■ GIVEN EXERCISE ■
Recast the data below as a numbered list with one entry per line, leaving out any blank lines.

■ RECORDS SHOWN ■
[Begin]

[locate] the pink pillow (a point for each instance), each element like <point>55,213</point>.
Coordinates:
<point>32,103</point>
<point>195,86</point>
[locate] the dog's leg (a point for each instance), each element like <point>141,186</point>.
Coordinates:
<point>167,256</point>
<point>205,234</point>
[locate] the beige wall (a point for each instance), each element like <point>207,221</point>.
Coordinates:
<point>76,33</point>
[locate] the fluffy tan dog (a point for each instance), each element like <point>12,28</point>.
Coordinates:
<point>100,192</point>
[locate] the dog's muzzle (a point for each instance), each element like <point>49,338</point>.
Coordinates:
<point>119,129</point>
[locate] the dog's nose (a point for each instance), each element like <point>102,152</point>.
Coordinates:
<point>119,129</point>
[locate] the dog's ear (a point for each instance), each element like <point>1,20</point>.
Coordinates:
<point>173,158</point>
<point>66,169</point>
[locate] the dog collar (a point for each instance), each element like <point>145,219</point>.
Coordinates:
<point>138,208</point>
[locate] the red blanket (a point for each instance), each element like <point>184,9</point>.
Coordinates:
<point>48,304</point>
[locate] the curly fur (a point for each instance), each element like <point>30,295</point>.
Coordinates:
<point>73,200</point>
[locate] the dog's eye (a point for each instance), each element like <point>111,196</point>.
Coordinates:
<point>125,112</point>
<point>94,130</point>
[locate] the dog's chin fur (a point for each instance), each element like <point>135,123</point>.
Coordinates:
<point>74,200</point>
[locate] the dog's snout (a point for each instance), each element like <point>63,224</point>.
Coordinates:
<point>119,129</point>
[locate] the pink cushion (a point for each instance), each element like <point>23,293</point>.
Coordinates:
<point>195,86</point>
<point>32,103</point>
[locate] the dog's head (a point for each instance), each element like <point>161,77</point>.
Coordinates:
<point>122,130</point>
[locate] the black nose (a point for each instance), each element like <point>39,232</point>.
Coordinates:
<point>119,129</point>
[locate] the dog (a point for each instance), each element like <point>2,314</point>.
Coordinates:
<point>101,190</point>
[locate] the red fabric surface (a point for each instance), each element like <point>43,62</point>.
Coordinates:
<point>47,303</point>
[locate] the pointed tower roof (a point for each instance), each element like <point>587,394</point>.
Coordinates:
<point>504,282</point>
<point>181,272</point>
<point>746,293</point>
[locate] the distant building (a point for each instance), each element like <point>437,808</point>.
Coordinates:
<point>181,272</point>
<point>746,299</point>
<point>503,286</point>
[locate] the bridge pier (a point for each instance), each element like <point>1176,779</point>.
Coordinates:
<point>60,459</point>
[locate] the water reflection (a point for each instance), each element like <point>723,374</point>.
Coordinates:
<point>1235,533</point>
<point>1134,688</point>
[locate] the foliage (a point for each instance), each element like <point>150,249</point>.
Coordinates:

[End]

■ FULL RESPONSE ■
1. [locate] the pink pillow (a point for each instance), each element like <point>55,213</point>.
2. Coordinates:
3. <point>32,103</point>
4. <point>195,86</point>
5. [locate] the dog's leg (a point for each instance), each element like <point>141,186</point>.
6. Coordinates:
7. <point>167,256</point>
8. <point>205,234</point>
9. [locate] the beige wall (a point for each instance), each element like <point>207,221</point>.
10. Coordinates:
11. <point>76,33</point>
12. [locate] the fluffy tan dog (a point for each instance), each element like <point>12,28</point>.
13. Coordinates:
14. <point>100,192</point>
15. [locate] the dog's muzzle (a point for each instance), each element like <point>49,338</point>.
16. Coordinates:
17. <point>119,129</point>
18. [locate] the dog's nose (a point for each instance), each element like <point>102,152</point>.
19. Coordinates:
20. <point>119,129</point>
21. [locate] the dog's ear (a point for each instance), each element like <point>1,20</point>.
22. Coordinates:
23. <point>173,158</point>
24. <point>66,169</point>
25. [locate] the dog collar (a point for each instance), each element like <point>145,219</point>.
26. Coordinates:
27. <point>138,208</point>
28. [locate] the red blanket (a point for each instance), each element like <point>184,9</point>.
29. Coordinates:
30. <point>48,304</point>
31. [locate] the curly fur (a point for each instance), each element like <point>30,295</point>.
32. Coordinates:
33. <point>73,200</point>
34. [locate] the dog's eye (a point for each instance), each element like <point>111,196</point>.
35. Coordinates:
36. <point>125,112</point>
37. <point>94,130</point>
38. [locate] the dog's chin fur (a point for each instance), each element like <point>135,123</point>.
39. Coordinates:
40. <point>74,200</point>
41. [locate] the dog's snout (a point for each instance), each element like <point>63,224</point>.
42. Coordinates:
43. <point>119,129</point>
44. [locate] the pink cushion (a point for each instance), each element like <point>23,293</point>.
45. Coordinates:
46. <point>195,86</point>
47. <point>32,103</point>
48. [locate] the dog's head (a point for each instance), each element like <point>161,77</point>.
49. Coordinates:
50. <point>122,130</point>
51. [locate] the black nose (a point for each instance), each element like <point>39,232</point>.
52. Coordinates:
53. <point>119,129</point>
54. [locate] the dog (a point for each instance), each element like <point>2,314</point>.
55. Coordinates:
56. <point>101,190</point>
57. [locate] the red fabric surface (a point for each instance), each element like <point>43,62</point>.
58. Coordinates:
59. <point>47,303</point>
60. [locate] the pointed tower roof (a point for each instance), each element like <point>587,394</point>.
61. Coordinates:
62. <point>504,282</point>
63. <point>181,272</point>
64. <point>746,293</point>
65. [locate] the distant building (a point for each instance), each element like <point>437,808</point>.
66. Coordinates:
67. <point>181,272</point>
68. <point>746,299</point>
69. <point>503,286</point>
70. [locate] the bridge pier (a point for each instance), each element like <point>1176,779</point>.
71. Coordinates:
72. <point>60,459</point>
73. [locate] the water reflection (a point for each instance), each element like <point>723,374</point>.
74. Coordinates:
75. <point>1235,533</point>
76. <point>1134,688</point>
77. [locate] the foliage (a point for each instance), each element like <point>150,249</point>.
78. Coordinates:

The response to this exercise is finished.